(Stored items from a collection)
****************
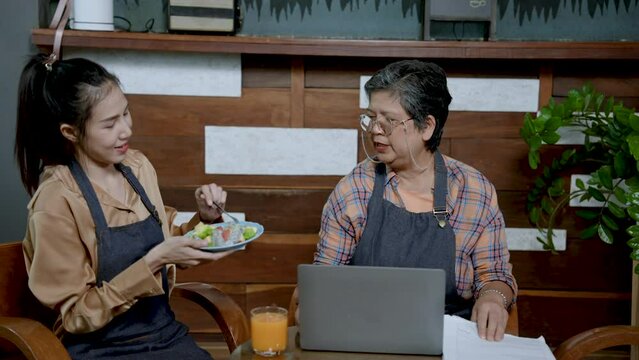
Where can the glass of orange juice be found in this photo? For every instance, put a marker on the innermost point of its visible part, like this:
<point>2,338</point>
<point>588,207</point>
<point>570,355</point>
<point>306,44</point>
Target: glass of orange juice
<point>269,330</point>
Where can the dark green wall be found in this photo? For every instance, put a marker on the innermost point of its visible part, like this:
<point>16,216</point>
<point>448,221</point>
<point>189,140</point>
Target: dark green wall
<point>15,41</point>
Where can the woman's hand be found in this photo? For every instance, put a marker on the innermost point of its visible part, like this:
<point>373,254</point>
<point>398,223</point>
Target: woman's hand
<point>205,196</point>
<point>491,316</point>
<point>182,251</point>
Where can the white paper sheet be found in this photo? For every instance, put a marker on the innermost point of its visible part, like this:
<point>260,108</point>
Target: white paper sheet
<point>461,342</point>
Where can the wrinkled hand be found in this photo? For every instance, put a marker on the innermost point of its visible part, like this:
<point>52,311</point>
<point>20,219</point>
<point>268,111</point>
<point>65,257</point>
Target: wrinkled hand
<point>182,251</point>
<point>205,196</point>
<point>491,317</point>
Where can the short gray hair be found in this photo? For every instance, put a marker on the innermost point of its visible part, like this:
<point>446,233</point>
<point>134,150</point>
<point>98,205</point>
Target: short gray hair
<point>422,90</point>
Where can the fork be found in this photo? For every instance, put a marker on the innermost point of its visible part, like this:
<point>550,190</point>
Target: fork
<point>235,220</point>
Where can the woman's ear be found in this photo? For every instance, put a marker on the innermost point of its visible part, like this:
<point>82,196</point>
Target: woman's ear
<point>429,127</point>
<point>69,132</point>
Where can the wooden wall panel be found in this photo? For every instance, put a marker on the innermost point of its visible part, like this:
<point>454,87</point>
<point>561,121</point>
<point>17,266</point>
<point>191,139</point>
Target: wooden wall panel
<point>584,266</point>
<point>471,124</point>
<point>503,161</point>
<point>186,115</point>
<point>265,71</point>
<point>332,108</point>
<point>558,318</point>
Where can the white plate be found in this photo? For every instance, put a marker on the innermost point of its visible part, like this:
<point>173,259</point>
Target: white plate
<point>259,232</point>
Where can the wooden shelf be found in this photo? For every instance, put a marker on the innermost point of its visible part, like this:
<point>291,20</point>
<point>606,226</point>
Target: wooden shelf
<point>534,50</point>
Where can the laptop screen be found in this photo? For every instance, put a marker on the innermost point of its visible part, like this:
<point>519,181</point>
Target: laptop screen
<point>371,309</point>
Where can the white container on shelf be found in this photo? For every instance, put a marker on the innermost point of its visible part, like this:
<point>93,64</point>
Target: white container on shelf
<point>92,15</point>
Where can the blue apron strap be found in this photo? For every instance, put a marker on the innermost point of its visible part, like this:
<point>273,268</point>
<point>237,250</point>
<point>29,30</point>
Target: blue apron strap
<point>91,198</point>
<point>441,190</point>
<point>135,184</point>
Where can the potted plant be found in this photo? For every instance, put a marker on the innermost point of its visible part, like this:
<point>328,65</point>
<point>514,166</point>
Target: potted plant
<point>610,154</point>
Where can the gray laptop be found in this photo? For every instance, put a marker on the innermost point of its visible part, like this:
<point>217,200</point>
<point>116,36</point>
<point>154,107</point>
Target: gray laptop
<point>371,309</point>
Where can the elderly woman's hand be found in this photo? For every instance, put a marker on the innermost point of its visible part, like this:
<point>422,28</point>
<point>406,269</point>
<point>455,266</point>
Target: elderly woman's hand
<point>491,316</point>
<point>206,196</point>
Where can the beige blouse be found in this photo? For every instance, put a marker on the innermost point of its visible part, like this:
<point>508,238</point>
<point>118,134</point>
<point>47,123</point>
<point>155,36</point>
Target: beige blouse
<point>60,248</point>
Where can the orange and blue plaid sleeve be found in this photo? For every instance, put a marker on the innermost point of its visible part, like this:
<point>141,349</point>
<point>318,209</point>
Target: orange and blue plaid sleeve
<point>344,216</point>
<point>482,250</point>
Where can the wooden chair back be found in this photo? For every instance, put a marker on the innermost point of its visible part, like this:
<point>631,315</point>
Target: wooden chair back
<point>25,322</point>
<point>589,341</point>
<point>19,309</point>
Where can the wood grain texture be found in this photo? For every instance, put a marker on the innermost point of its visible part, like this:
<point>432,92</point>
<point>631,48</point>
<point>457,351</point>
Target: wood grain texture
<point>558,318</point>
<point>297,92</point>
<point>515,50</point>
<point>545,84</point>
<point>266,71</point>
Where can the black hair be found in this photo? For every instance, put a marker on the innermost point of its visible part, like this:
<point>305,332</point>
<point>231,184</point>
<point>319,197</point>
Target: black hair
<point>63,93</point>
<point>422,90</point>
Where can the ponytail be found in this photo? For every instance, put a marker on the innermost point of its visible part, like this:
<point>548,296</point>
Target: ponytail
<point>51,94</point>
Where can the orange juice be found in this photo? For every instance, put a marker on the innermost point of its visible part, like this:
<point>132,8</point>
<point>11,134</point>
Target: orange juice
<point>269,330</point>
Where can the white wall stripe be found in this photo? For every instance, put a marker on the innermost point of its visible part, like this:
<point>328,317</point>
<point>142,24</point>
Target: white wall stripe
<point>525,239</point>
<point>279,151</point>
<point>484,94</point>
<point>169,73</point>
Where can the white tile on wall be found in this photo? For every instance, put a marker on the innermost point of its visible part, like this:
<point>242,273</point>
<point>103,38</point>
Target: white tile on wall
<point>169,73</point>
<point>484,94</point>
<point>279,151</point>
****************
How to complete this task.
When you return the records, keep every word unchanged and drop the pictures.

Written solution.
Where can the glass of orange juice be found in this photo? For every instance, put a marker on the innermost point of its visible part, like this:
<point>2,338</point>
<point>588,207</point>
<point>570,355</point>
<point>306,44</point>
Target: glass of orange juice
<point>269,330</point>
Where can the dark green wall be found in this photo? For every instance, put a marker on the innermost point of its visible part, like this:
<point>16,216</point>
<point>448,221</point>
<point>189,140</point>
Target: dark green wall
<point>15,41</point>
Where can the woman's hand be found in this photo? For every instance, put a marker on the innermost point of its visible part, like this:
<point>373,254</point>
<point>398,223</point>
Target: woman's hand
<point>205,196</point>
<point>491,316</point>
<point>182,251</point>
Where can the white paper sheet be found in this photo? For every instance, put a marker on the innermost point of its visible part, like this:
<point>260,108</point>
Target: white paper sheet
<point>461,342</point>
Where can the wrinkled hand be found in this photo? For every instance, put a marker on the innermost point of its visible part, like this:
<point>52,311</point>
<point>20,219</point>
<point>268,111</point>
<point>65,257</point>
Target: wrinkled hand
<point>182,251</point>
<point>205,196</point>
<point>491,317</point>
Where can the short gray hair be found in this photo? For every instance, put a marker on the innermost point of its visible part, like this:
<point>446,233</point>
<point>134,150</point>
<point>98,205</point>
Target: short gray hair
<point>422,90</point>
Where can the fork be found in this photo? For every instance, put a marker on the innermost point of its visible part, like this:
<point>550,190</point>
Target: fork
<point>235,220</point>
Where can the woman's ear be found in this photo? For every instance, put a marker on the innermost point of its visible part, like this:
<point>82,196</point>
Target: woman's ear
<point>429,127</point>
<point>69,132</point>
Where can the wooden wall panel be found in this photo? For every instance, put a marker on the innermost point of its visible part, like this:
<point>454,87</point>
<point>561,121</point>
<point>17,266</point>
<point>191,139</point>
Target: wooden wall panel
<point>584,266</point>
<point>471,124</point>
<point>503,161</point>
<point>186,115</point>
<point>265,71</point>
<point>332,108</point>
<point>558,318</point>
Where can the white plate be found in this photo? For every instance, put a marker on the innermost point of its visible part, like this:
<point>173,259</point>
Target: white plate
<point>259,232</point>
Where can the wooden shelf be found in this photo? For every instance, put a marker on the innermost point of its visible part, like this:
<point>291,20</point>
<point>606,226</point>
Target: wooden shelf
<point>534,50</point>
Where can the laptop screen be found in this photo? For every instance, put a marker on the innermost point of its visible part, like this:
<point>519,181</point>
Target: laptop screen
<point>371,309</point>
Where can the white container on shelf be found in this photo? For every instance, put a marker on the innermost point of its visible part, like this:
<point>93,64</point>
Target: white container on shelf
<point>92,15</point>
Where can the blue apron strap be found in this photo? For every instance, put a marker on the innermost point of its visible part, like this:
<point>273,268</point>
<point>237,250</point>
<point>29,30</point>
Target: blue apron strap
<point>91,198</point>
<point>441,190</point>
<point>135,184</point>
Where can the potted plant be found in this photo? For every instance, put a marker on the innermost point of its visible part, like this:
<point>328,65</point>
<point>514,166</point>
Target: potted plant
<point>610,154</point>
Where can the gray laptop be found in this photo? For every instance, put a marker on the innermost point of its visible part, like this:
<point>217,200</point>
<point>116,36</point>
<point>154,107</point>
Target: gray laptop
<point>371,309</point>
Where can the elderly woman's hand be found in this photo? For every instance, put a marker on the innermost point of its visible part, like this:
<point>422,28</point>
<point>406,269</point>
<point>455,266</point>
Target: elderly woman's hand
<point>491,316</point>
<point>206,196</point>
Where can the beige blouse be found in this photo? For every instance, put a marker on the innermost point of its visible part, like this:
<point>508,238</point>
<point>118,134</point>
<point>47,123</point>
<point>155,36</point>
Target: beige blouse
<point>60,248</point>
Where can the orange and blue plaid sleeve be found in this photo? For every instance, put a marker on the innermost point of its visible part, like this:
<point>141,349</point>
<point>318,209</point>
Target: orange and blue plaid sleeve
<point>344,216</point>
<point>482,250</point>
Where can the wooden chair back be found in this photo? For every instance, put a marker on the innermost point of its visible part, like this:
<point>631,315</point>
Target: wooden chair back
<point>25,322</point>
<point>589,341</point>
<point>19,309</point>
Where can the wood grain texture be found in this photo? For every instance, put a marker on the innermost point of its visible part, like this:
<point>432,92</point>
<point>631,48</point>
<point>457,351</point>
Target: wood grain texture
<point>558,318</point>
<point>297,92</point>
<point>515,50</point>
<point>545,84</point>
<point>266,71</point>
Where can the black hair be found in this photo? For every instance, put a marker on the innermost point of its visible part, like this:
<point>305,332</point>
<point>231,184</point>
<point>319,197</point>
Target: black hair
<point>63,93</point>
<point>422,90</point>
Where can the ponytail be found in this photo? For every instance, put a marker on the innermost point of its visible part, like this:
<point>548,296</point>
Target: ponytail
<point>51,94</point>
Where can the orange juice be found in this photo? For every instance, put a marker on the innermost point of its visible part, like this:
<point>132,8</point>
<point>11,134</point>
Target: orange juice
<point>269,330</point>
Where can the white wall stripe be found in this photo? For every instance, put a marker on the innermost point of its visible part, like this:
<point>328,317</point>
<point>142,24</point>
Target: white wall stripe
<point>525,239</point>
<point>279,151</point>
<point>484,94</point>
<point>169,73</point>
Where can the white tile on wall be found in this photo? For every instance, put a marker on the innermost point of its visible part, like this:
<point>242,273</point>
<point>103,38</point>
Target: white tile on wall
<point>169,73</point>
<point>484,94</point>
<point>279,151</point>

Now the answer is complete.